SUPPLIED DATA:

★ ★ ★ ★ ★

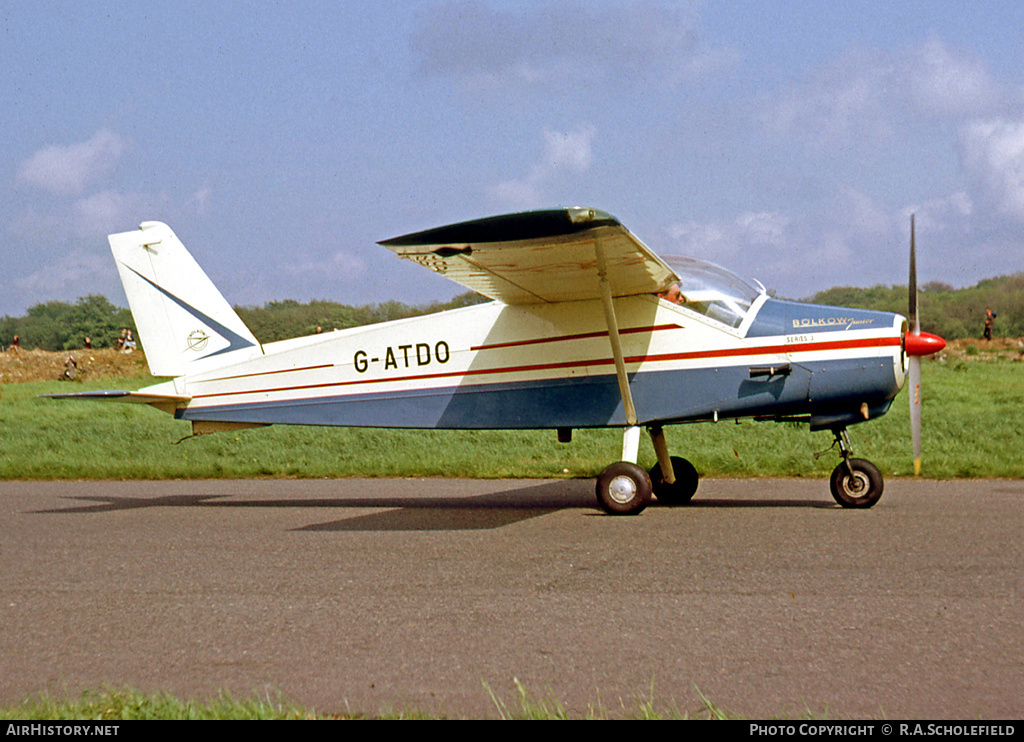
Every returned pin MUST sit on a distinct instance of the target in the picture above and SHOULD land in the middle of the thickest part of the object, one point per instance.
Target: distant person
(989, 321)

★ ★ ★ ★ ★

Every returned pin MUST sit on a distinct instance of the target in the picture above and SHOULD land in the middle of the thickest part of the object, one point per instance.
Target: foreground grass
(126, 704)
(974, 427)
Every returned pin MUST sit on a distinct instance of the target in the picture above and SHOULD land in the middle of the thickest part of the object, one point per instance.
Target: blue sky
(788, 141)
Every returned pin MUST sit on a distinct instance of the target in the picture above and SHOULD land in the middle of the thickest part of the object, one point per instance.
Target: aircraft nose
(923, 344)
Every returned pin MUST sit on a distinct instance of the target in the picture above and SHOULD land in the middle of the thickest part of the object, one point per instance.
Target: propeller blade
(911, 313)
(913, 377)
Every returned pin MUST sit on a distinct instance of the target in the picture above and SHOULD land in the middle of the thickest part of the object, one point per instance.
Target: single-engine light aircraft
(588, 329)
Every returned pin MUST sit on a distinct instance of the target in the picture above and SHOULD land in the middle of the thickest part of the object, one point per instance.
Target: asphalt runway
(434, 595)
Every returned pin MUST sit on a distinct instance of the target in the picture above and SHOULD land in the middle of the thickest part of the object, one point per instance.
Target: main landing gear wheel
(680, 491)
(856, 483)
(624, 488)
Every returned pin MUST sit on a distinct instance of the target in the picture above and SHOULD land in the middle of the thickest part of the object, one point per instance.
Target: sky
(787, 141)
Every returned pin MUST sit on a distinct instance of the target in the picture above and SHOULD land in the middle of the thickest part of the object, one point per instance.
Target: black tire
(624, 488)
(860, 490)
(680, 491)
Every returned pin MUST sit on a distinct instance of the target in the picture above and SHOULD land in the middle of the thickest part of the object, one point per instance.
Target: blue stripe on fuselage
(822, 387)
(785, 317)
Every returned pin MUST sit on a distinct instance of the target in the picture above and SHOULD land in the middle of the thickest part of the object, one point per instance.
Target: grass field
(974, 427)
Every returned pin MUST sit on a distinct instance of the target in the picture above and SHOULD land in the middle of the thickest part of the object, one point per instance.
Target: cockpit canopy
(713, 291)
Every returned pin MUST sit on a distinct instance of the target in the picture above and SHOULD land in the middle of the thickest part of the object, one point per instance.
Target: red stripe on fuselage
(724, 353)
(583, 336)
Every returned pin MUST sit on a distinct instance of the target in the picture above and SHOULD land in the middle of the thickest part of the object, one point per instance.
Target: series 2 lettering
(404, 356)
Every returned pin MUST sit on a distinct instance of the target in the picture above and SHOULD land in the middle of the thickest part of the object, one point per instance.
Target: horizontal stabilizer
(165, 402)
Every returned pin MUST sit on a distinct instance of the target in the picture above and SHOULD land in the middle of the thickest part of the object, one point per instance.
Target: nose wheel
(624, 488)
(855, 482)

★ ★ ★ ★ ★

WHAT IS BEING ASKED: From the records, copy each line that contains the word "wheel".

THE SOLUTION:
Target: main landing gear wheel
Target: nose wheel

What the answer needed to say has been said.